One of the immediately visible benefits of Intel’s acquisition of Altera is its focus on key projects that take advantage of technology from both sides. This week, the company announced details of the upcoming Stratix 10 MX devices (we wrote about the pre-announcement back in November here) - which combine Altera’s FPGA technology with Intel’s EMIB (Embedded Multi-die Interconnect Bridge) technology, along with SK hynix HBM2 (High-bandwidth Memory - 2nd generation) to provide FPGAs with basically insane amounts of high-efficiency, high-bandwidth memory.

By the numbers, you can have a device with 2 million FPGA logic elements and up to four stacks of 4GB-each HBM2 memory totaling 16GB (that’s giga Bytes). Each of those four stacks has a bandwidth of 256 GBps, yielding an aggregate 1-terabyte-per-second bandwidth with 16 gigabytes capacity. The HBM2 stacks are connected to the FPGA via Intel’s EMIB, which provides an extremely low-latency connection between FPGA fabric and memory. Maybe even more important, this low-latency connection doesn’t use the FPGA’s IO and transceiver resources, leaving those available for other purposes.

The company has just released details of the family, which includes devices with 1M-2M FPGA logic elements, 4-16GB of HBM2 memory, and 48 dual-mode 56Gbps PAM-4 / 30 Gbps NRZ transceivers. The SiP HBM2 memory should truly be a game changer with these devices, as it gives incredible bandwidth and power efficiency, while freeing up those FPGA transceivers for other tasks.

Meanwhile, back on the battle lines, a number of companies (including ARM, IBM, Qualcomm, Xilinx, and others) hoping to attack Intel’s dominant position in the data center have formed an alliance to define a standard for communication between processors and accelerators (such as FPGAs). While this initiative is in the VERY early stages (it appears to have no technology behind it just yet, but rather represents an agreement between several players to work cooperatively on a standard), it does seem like a scramble is underway to get some kind of foothold against the Intel/Altera juggernaut in FPGA-based compute acceleration. The next few years will be interesting to watch.

● ● ●

• _PROBLEM TO WORK ON_
Duplicate the passage of the article on Stratix 10 MX devices from "By the numbers, you" to "for other purposes.". The listing that comes next is separate material, unrelated to the article on Stratix 10 MX devices.

[Records from a data source]
● ● ●

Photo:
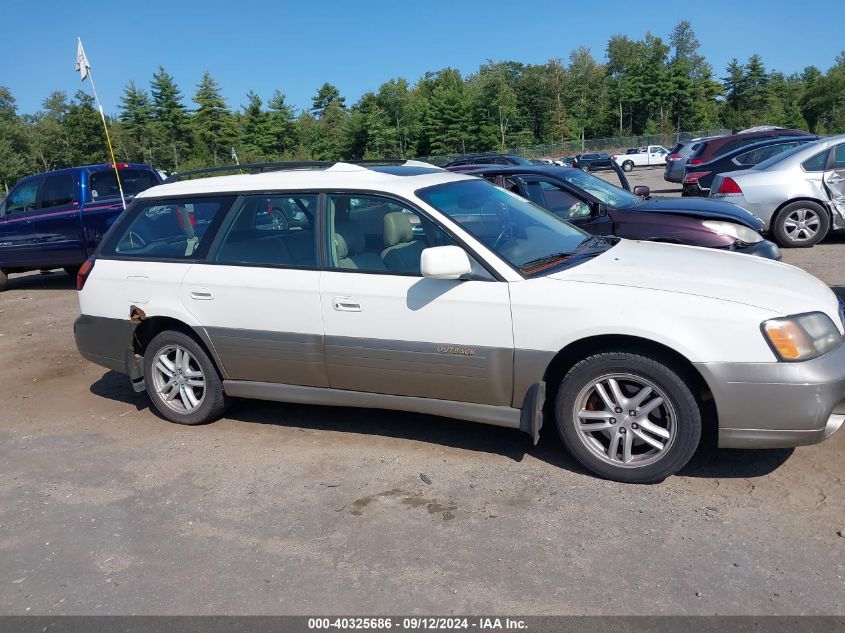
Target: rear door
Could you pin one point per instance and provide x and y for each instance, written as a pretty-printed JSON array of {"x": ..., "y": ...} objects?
[
  {"x": 18, "y": 237},
  {"x": 834, "y": 181},
  {"x": 258, "y": 295},
  {"x": 58, "y": 224}
]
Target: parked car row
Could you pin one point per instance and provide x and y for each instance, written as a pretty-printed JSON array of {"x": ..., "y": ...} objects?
[{"x": 56, "y": 220}]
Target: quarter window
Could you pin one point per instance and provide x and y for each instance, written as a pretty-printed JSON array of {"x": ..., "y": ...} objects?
[
  {"x": 57, "y": 191},
  {"x": 816, "y": 162},
  {"x": 168, "y": 229},
  {"x": 270, "y": 231}
]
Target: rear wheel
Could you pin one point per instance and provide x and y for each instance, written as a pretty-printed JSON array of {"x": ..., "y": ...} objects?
[
  {"x": 628, "y": 417},
  {"x": 181, "y": 380},
  {"x": 801, "y": 224}
]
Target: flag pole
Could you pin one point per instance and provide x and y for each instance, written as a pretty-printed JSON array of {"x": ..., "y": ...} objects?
[{"x": 105, "y": 127}]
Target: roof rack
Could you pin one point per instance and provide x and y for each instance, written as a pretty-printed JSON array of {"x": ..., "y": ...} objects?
[{"x": 259, "y": 168}]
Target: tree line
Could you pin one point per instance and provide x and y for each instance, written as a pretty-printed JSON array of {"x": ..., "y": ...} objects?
[{"x": 646, "y": 86}]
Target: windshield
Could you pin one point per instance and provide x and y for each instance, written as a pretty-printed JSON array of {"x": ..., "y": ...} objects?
[
  {"x": 779, "y": 157},
  {"x": 525, "y": 235},
  {"x": 611, "y": 195}
]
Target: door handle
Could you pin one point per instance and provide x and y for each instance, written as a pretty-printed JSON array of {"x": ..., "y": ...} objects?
[
  {"x": 201, "y": 294},
  {"x": 346, "y": 304}
]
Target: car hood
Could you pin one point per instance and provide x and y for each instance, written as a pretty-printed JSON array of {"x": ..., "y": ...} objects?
[
  {"x": 701, "y": 208},
  {"x": 707, "y": 272}
]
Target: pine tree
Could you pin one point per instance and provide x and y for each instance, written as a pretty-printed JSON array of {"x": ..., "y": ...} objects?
[
  {"x": 213, "y": 121},
  {"x": 170, "y": 121},
  {"x": 135, "y": 114}
]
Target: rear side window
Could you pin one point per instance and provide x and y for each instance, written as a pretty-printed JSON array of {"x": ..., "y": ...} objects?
[
  {"x": 57, "y": 191},
  {"x": 22, "y": 199},
  {"x": 168, "y": 229},
  {"x": 103, "y": 184},
  {"x": 816, "y": 162},
  {"x": 271, "y": 231}
]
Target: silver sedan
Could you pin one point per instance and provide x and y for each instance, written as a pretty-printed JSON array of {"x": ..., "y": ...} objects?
[{"x": 799, "y": 194}]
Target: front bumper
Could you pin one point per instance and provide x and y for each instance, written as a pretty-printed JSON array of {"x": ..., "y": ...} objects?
[
  {"x": 776, "y": 405},
  {"x": 765, "y": 248}
]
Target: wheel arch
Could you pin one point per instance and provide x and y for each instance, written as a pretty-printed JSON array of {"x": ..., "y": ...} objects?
[
  {"x": 576, "y": 351},
  {"x": 783, "y": 205},
  {"x": 150, "y": 327}
]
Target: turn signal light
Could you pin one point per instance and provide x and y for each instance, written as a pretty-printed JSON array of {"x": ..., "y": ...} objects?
[
  {"x": 83, "y": 273},
  {"x": 729, "y": 187}
]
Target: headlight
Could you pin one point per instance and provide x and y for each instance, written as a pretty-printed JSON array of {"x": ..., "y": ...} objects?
[
  {"x": 801, "y": 337},
  {"x": 736, "y": 231}
]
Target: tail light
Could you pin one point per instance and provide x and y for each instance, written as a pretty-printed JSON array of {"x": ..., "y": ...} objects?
[
  {"x": 84, "y": 271},
  {"x": 728, "y": 187},
  {"x": 692, "y": 177}
]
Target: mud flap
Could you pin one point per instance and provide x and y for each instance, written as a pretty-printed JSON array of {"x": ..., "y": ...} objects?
[{"x": 531, "y": 417}]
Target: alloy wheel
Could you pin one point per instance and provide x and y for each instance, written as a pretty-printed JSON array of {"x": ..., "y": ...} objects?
[
  {"x": 178, "y": 379},
  {"x": 625, "y": 420}
]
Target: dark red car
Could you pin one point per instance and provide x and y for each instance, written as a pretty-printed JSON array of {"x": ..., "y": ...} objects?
[{"x": 601, "y": 208}]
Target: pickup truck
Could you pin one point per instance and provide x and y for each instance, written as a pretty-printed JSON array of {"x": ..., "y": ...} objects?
[
  {"x": 642, "y": 157},
  {"x": 56, "y": 219}
]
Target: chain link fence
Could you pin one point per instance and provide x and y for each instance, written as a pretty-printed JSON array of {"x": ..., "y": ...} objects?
[{"x": 614, "y": 144}]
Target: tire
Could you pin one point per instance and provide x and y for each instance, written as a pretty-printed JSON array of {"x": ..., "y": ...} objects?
[
  {"x": 673, "y": 424},
  {"x": 801, "y": 224},
  {"x": 205, "y": 403}
]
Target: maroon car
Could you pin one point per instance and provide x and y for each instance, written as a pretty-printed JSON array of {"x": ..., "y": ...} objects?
[{"x": 601, "y": 208}]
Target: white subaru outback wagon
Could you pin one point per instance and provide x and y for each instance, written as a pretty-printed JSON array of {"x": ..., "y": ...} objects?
[{"x": 408, "y": 287}]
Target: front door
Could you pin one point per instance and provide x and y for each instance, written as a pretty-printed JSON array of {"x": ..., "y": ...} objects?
[
  {"x": 834, "y": 179},
  {"x": 258, "y": 296},
  {"x": 390, "y": 330},
  {"x": 58, "y": 224},
  {"x": 18, "y": 237}
]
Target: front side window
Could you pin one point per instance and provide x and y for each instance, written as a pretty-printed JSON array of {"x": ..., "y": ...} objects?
[
  {"x": 22, "y": 199},
  {"x": 167, "y": 229},
  {"x": 103, "y": 184},
  {"x": 375, "y": 234},
  {"x": 57, "y": 190},
  {"x": 271, "y": 230},
  {"x": 523, "y": 234}
]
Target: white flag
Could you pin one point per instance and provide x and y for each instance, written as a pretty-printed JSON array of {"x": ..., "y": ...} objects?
[{"x": 82, "y": 64}]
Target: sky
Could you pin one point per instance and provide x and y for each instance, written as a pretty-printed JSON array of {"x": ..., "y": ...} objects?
[{"x": 359, "y": 44}]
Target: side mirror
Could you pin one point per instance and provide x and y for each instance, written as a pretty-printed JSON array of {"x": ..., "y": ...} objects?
[{"x": 445, "y": 262}]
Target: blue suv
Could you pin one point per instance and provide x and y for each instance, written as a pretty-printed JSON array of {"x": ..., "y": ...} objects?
[{"x": 56, "y": 219}]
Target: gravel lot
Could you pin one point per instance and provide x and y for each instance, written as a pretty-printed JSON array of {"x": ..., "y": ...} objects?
[{"x": 107, "y": 508}]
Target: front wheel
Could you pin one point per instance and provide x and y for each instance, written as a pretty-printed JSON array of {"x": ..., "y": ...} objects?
[
  {"x": 628, "y": 417},
  {"x": 801, "y": 224},
  {"x": 181, "y": 380}
]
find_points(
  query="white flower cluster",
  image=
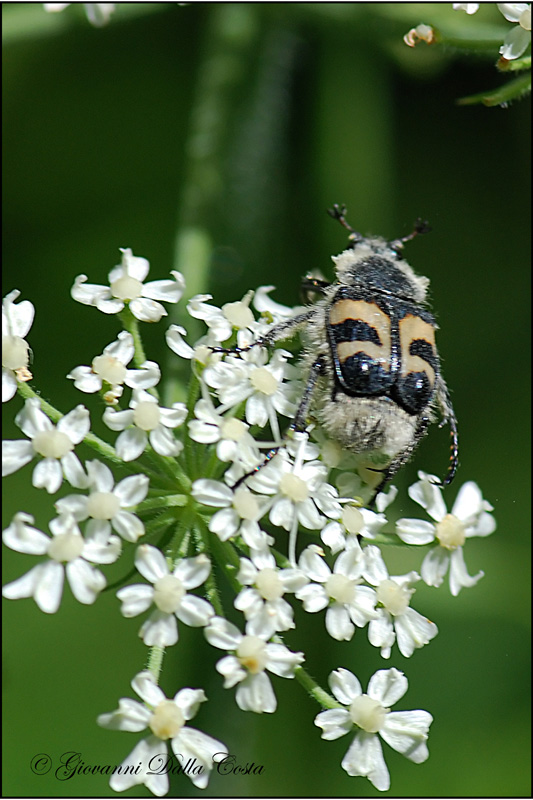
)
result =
(197, 480)
(518, 39)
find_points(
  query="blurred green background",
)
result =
(244, 122)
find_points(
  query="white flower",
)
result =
(261, 599)
(126, 287)
(260, 384)
(54, 443)
(16, 322)
(348, 603)
(300, 494)
(234, 442)
(250, 657)
(200, 353)
(166, 719)
(168, 594)
(68, 552)
(469, 517)
(148, 421)
(223, 321)
(98, 14)
(239, 514)
(354, 521)
(268, 307)
(470, 8)
(110, 369)
(405, 731)
(519, 38)
(106, 504)
(396, 620)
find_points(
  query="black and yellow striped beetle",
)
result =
(374, 381)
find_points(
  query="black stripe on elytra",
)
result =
(355, 330)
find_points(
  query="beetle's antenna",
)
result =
(420, 226)
(338, 212)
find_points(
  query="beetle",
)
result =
(374, 382)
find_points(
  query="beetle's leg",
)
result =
(401, 459)
(449, 418)
(299, 422)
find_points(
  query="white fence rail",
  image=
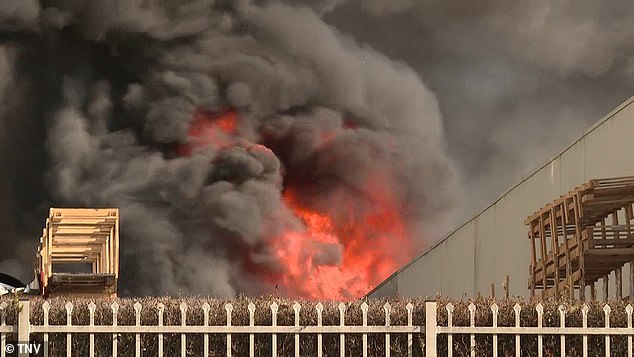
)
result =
(431, 331)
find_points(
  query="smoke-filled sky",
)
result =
(271, 146)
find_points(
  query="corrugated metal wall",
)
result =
(494, 243)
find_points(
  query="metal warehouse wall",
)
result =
(494, 243)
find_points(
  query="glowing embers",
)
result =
(207, 128)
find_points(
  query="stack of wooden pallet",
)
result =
(74, 239)
(582, 237)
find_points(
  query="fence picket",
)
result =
(161, 310)
(45, 309)
(540, 321)
(251, 309)
(137, 321)
(274, 308)
(183, 308)
(364, 319)
(206, 308)
(472, 324)
(518, 350)
(432, 329)
(449, 324)
(584, 318)
(3, 322)
(296, 308)
(494, 311)
(607, 311)
(410, 340)
(115, 309)
(228, 308)
(628, 311)
(320, 308)
(388, 346)
(91, 311)
(562, 324)
(69, 322)
(342, 337)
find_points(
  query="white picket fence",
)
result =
(431, 330)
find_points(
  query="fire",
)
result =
(210, 128)
(371, 241)
(348, 241)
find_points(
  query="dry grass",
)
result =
(308, 316)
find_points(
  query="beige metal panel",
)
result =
(512, 247)
(573, 167)
(609, 147)
(604, 151)
(543, 186)
(389, 288)
(424, 278)
(458, 275)
(484, 253)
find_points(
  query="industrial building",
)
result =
(479, 256)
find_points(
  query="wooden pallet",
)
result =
(582, 237)
(79, 236)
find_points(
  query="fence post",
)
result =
(430, 329)
(24, 324)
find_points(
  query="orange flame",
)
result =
(344, 248)
(372, 242)
(209, 128)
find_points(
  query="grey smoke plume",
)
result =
(516, 81)
(110, 94)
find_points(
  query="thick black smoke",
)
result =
(97, 98)
(516, 80)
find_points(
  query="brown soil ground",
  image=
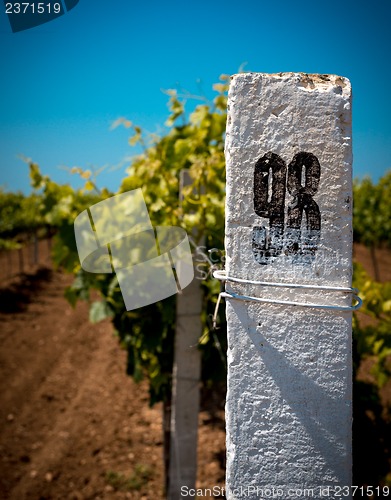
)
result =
(72, 424)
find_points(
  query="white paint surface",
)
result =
(289, 401)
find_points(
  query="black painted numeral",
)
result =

● ● ●

• _TASK RESULT_
By the numbers, you can have a device with 2 million FPGA logic elements and up to four stacks of 4GB-each HBM2 memory totaling 16GB (that’s giga Bytes). Each of those four stacks has a bandwidth of 256 GBps, yielding an aggregate 1-terabyte-per-second bandwidth with 16 gigabytes capacity. The HBM2 stacks are connected to the FPGA via Intel’s EMIB, which provides an extremely low-latency connection between FPGA fabric and memory. Maybe even more important, this low-latency connection doesn’t use the FPGA’s IO and transceiver resources, leaving those available for other purposes.